Point-per-instance localization data

== Segment start ==

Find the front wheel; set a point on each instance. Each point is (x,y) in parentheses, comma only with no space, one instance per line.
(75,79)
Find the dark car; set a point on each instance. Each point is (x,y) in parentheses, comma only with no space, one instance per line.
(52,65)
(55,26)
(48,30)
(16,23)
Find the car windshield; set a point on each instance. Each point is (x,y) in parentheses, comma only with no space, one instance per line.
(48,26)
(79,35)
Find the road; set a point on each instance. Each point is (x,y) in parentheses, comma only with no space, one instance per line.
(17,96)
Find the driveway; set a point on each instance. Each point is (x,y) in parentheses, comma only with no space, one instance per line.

== Segment end ==
== Segment start ==

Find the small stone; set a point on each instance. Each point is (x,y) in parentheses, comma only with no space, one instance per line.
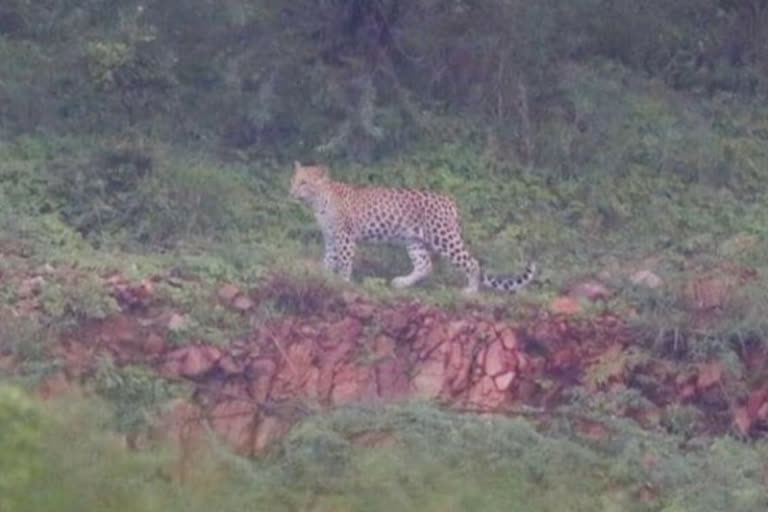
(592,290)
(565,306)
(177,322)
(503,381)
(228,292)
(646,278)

== Segment end ==

• What is being asked:
Can you repeat, word for word, every line above from the one containing "Find the front" down to the one containing "Find the driveway;", including both?

• Task output:
Find the front wheel; set a point on each instance. Each point is (x,y) in parentheses, comma only with no space, one instance per line.
(75,79)
Find the dark car; set a point on each instance. Each point is (x,y) in parentheses, comma only with no space, one instance per line.
(52,65)
(55,26)
(48,30)
(16,23)
Find the car windshield; set a point on each instance. Each point is (x,y) in parentheses, comma only with no space, one instance per line.
(48,26)
(79,35)
Find the road; set a point on each instance. Each point is (x,y) in parentheses, comma only with no space, one instance per line.
(17,96)
Find the driveway; set a point on each instance. Each point is (x,y) in parentheses, comma only with no space, one instance per line.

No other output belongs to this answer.